** start Quoted passage **

Report: SEC is discussing ending its ban on graduate transfers

Report: SEC is discussing ending its ban on graduate transfers

The potential for the end of the SEC’s ban on graduate-student transfers is up for discussion at the conference’s spring meetings this week, according to CBS Sports’ Jon Solomon.

Most conferences allow eligible graduate students the chance to transfer to another school and play immediately as long as the new school has an academic graduate program not offered at the previous institution. The rule was put into place by the NCAA in 2006, but the SEC decided to form its own policy in 2011 and require athletes to have at least two years of eligibility remaining to transfer to an SEC school.

Solomon is reporting that South Carolina is proposing that the conference return back to the NCAA standards for graduate transfers.

South Carolina athletic director Ray Tanner said the issue mainly pertains to basketball, where coaches often use the graduate transfer rule to reload their roster with upperclassmen, but football coaches are also weighing in.

** end Quoted passage **
** start Data shown **

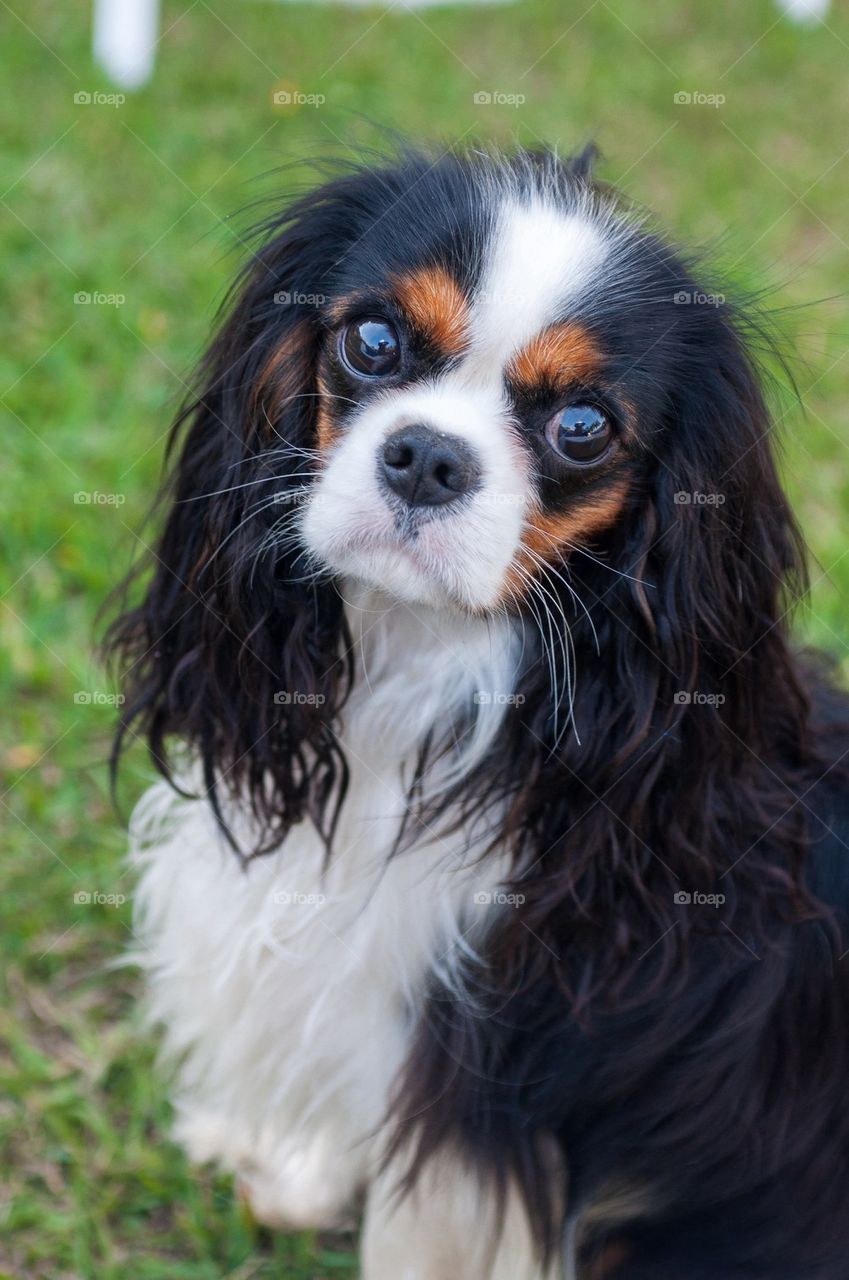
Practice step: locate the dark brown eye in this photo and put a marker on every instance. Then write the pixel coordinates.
(580, 433)
(370, 347)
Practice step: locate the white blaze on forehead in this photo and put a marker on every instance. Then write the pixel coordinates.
(539, 257)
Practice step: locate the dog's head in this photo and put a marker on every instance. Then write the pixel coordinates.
(482, 385)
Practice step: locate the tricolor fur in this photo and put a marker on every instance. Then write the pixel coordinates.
(468, 636)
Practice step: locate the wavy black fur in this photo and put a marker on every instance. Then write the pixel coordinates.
(693, 1057)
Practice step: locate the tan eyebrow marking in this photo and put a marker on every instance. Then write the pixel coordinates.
(549, 536)
(556, 357)
(437, 306)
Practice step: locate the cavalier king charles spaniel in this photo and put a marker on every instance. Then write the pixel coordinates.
(496, 886)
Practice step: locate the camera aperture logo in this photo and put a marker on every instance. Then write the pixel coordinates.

** end Data shown **

> Requirement 1:
Answer these from the SEC transfer report:
(a) In what year did the NCAA put the graduate transfer rule into place?
(b) Which school is proposing that the conference return to the NCAA standards for graduate transfers?
(c) Which sport does Ray Tanner say the issue mainly pertains to?
> Requirement 2: Translate this sentence from the SEC transfer report into Spanish: "Solomon is reporting that South Carolina is proposing that the conference return back to the NCAA standards for graduate transfers."
> Requirement 3: Reproduce the SEC transfer report word for word, starting at "The potential for" and ending at "Sports’ Jon Solomon.".
Rely only on the SEC transfer report for what comes next.

> Exercise response 1:
(a) 2006
(b) South Carolina
(c) Basketball

> Exercise response 2: Solomon informa que Carolina del Sur propone que la conferencia vuelva a los estándares de la NCAA para las transferencias de estudiantes de posgrado.

> Exercise response 3:
The potential for the end of the SEC’s ban on graduate-student transfers is up for discussion at the conference’s spring meetings this week, according to CBS Sports’ Jon Solomon.